[Stored items]
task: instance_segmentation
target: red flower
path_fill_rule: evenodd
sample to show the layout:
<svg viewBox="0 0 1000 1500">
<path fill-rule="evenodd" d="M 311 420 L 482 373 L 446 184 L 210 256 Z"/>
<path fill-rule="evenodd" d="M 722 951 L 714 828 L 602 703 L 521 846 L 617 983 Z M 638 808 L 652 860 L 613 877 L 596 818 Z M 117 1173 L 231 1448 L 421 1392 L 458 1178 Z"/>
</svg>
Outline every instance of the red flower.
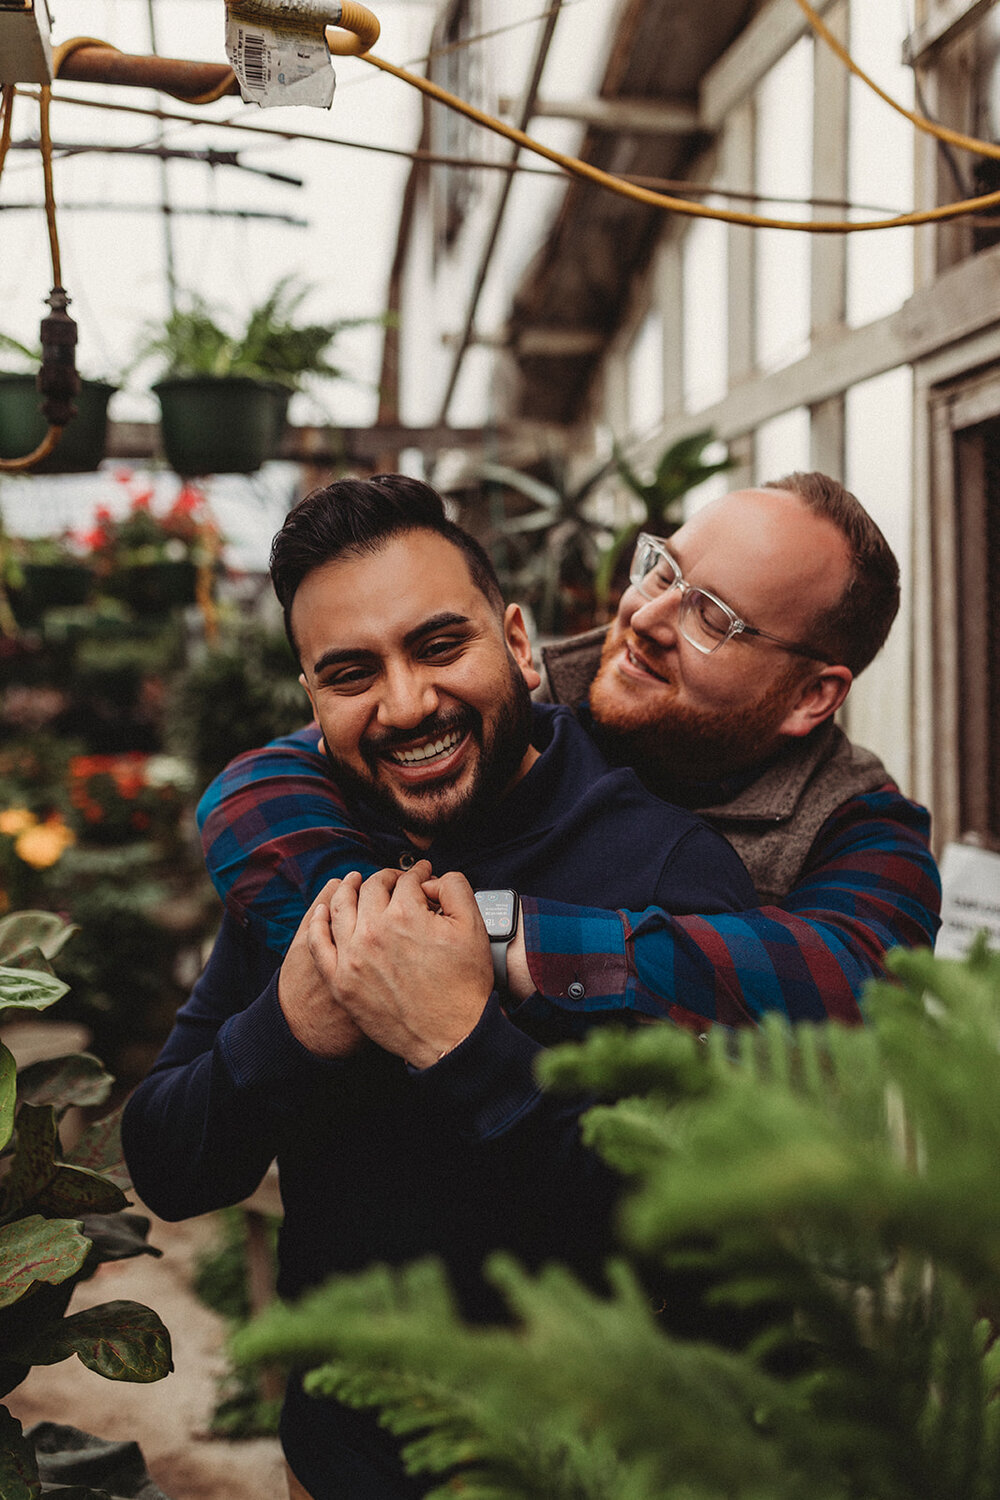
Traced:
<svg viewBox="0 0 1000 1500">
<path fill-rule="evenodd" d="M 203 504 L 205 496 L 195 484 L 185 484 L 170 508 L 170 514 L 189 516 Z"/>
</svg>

▶ _Directions for this task_: Output the line that contains "311 420 L 482" and every subsequent line through the end of the entries, exactly as given, without pictures.

▶ _Written solution_:
<path fill-rule="evenodd" d="M 311 420 L 482 373 L 446 184 L 210 256 Z"/>
<path fill-rule="evenodd" d="M 722 951 L 714 828 L 602 703 L 521 846 L 617 983 Z M 638 808 L 652 860 L 613 877 L 596 818 Z M 117 1173 L 231 1448 L 421 1392 L 458 1178 Z"/>
</svg>
Outline every instance of the red flower.
Traced:
<svg viewBox="0 0 1000 1500">
<path fill-rule="evenodd" d="M 203 504 L 205 496 L 195 484 L 185 484 L 170 508 L 170 514 L 189 516 Z"/>
</svg>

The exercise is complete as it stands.